— Challenge 1 —
Duplicate the part of the interview-dress thread that begins at the words "Yes, the anti-suit" and stops after "not toooo much.".

— Selected text —
§ §

# How to dress for an academic interview article



## TweedyDon (Aug 31, 2007)

From the Chronicle:

https://chronicle.com/jobs/news/2009/02/2009022601c.htm


----------



## jackmccullough (May 10, 2006)

This is handy. My son is interviewing for a tenure-track job right now, so I forwarded it to him.


----------



## Pentheos (Jun 30, 2008)

*re: Chronicle be damned*

I always wear suits to interviews, with nice shoes, and a pocket square. If someone won't hire me because I am overdressed, then that is their loss. I'm pretty sure that whatever does or does not come out of my mouth is what lands me the job or prevents me from getting it (as is usually the case).


----------



## TweedyDon (Aug 31, 2007)

Yes, the anti-suit advice was odd; I've never heard of a suit being a problem. In fact, in my discipline suits are standard interview attire.


----------



## Joe Beamish (Mar 21, 2008)

_Remember, the objective isn't to draw attention to what you're wearing but rather to draw attention away from your appearance and toward the substance of you candidacy. _

Usually the rule, professionally. I abide by this most the time at work. This, to me, is a large part of the "trad" aesthetic. To care, but not toooo much.

Exceptions are special occasions, of course -- work holiday parties, etc


----------



## Quay (Mar 29, 2008)

Seems spot-on. My favorite bit of advice from the article:

"_Wash and comb your hair (length doesn't matter as long as it's neat), clip your fingernails, brush your teeth, trim your facial hair, and shine your shoes._"

I just wish this was also part of the student handbook at more universities. :icon_smile:


----------



## Joe Beamish (Mar 21, 2008)

§ §

— Data to process —
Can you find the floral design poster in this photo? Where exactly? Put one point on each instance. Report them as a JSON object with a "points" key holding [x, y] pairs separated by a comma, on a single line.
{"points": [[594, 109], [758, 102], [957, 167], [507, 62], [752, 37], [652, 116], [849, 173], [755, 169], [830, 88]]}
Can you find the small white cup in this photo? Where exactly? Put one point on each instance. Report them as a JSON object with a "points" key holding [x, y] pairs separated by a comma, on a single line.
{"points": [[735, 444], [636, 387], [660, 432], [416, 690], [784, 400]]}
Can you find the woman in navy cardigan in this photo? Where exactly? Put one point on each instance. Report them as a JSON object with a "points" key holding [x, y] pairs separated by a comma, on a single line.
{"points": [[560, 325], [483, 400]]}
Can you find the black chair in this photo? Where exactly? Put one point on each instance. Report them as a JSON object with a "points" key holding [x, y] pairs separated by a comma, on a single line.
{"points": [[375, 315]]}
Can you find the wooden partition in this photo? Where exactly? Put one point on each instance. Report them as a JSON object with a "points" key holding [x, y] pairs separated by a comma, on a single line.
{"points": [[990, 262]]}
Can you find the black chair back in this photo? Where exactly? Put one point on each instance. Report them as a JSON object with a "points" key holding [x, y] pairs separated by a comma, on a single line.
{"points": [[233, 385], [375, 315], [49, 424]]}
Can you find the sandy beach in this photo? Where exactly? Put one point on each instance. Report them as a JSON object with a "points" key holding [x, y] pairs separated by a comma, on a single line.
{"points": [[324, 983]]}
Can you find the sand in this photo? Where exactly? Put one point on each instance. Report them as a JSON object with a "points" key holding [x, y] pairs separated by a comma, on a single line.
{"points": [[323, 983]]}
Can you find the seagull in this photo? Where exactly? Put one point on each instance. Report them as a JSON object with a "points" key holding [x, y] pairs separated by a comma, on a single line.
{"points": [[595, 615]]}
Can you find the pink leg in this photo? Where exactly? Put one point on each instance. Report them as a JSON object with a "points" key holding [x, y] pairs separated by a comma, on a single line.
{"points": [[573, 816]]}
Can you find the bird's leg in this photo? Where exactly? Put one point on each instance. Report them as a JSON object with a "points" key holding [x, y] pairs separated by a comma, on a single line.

§ §

— Challenge 2 —
Find each line in the entries that contains the string "pairs", with case counting, and copy those lines out.

— Answer 1 —
Yes, the anti-suit advice was odd; I've never heard of a suit being a problem. In fact, in my discipline suits are standard interview attire.


----------



## Joe Beamish (Mar 21, 2008)

_Remember, the objective isn't to draw attention to what you're wearing but rather to draw attention away from your appearance and toward the substance of you candidacy. _

Usually the rule, professionally. I abide by this most the time at work. This, to me, is a large part of the "trad" aesthetic. To care, but not toooo much.

— Answer 2 —
Can you find the floral design poster in this photo? Where exactly? Put one point on each instance. Report them as a JSON object with a "points" key holding [x, y] pairs separated by a comma, on a single line.
Can you find the small white cup in this photo? Where exactly? Put one point on each instance. Report them as a JSON object with a "points" key holding [x, y] pairs separated by a comma, on a single line.
Can you find the woman in navy cardigan in this photo? Where exactly? Put one point on each instance. Report them as a JSON object with a "points" key holding [x, y] pairs separated by a comma, on a single line.
Can you find the black chair in this photo? Where exactly? Put one point on each instance. Report them as a JSON object with a "points" key holding [x, y] pairs separated by a comma, on a single line.
Can you find the wooden partition in this photo? Where exactly? Put one point on each instance. Report them as a JSON object with a "points" key holding [x, y] pairs separated by a comma, on a single line.
Can you find the black chair back in this photo? Where exactly? Put one point on each instance. Report them as a JSON object with a "points" key holding [x, y] pairs separated by a comma, on a single line.
Can you find the sandy beach in this photo? Where exactly? Put one point on each instance. Report them as a JSON object with a "points" key holding [x, y] pairs separated by a comma, on a single line.
Can you find the sand in this photo? Where exactly? Put one point on each instance. Report them as a JSON object with a "points" key holding [x, y] pairs separated by a comma, on a single line.
Can you find the seagull in this photo? Where exactly? Put one point on each instance. Report them as a JSON object with a "points" key holding [x, y] pairs separated by a comma, on a single line.
Can you find the pink leg in this photo? Where exactly? Put one point on each instance. Report them as a JSON object with a "points" key holding [x, y] pairs separated by a comma, on a single line.
Can you find the bird's leg in this photo? Where exactly? Put one point on each instance. Report them as a JSON object with a "points" key holding [x, y] pairs separated by a comma, on a single line.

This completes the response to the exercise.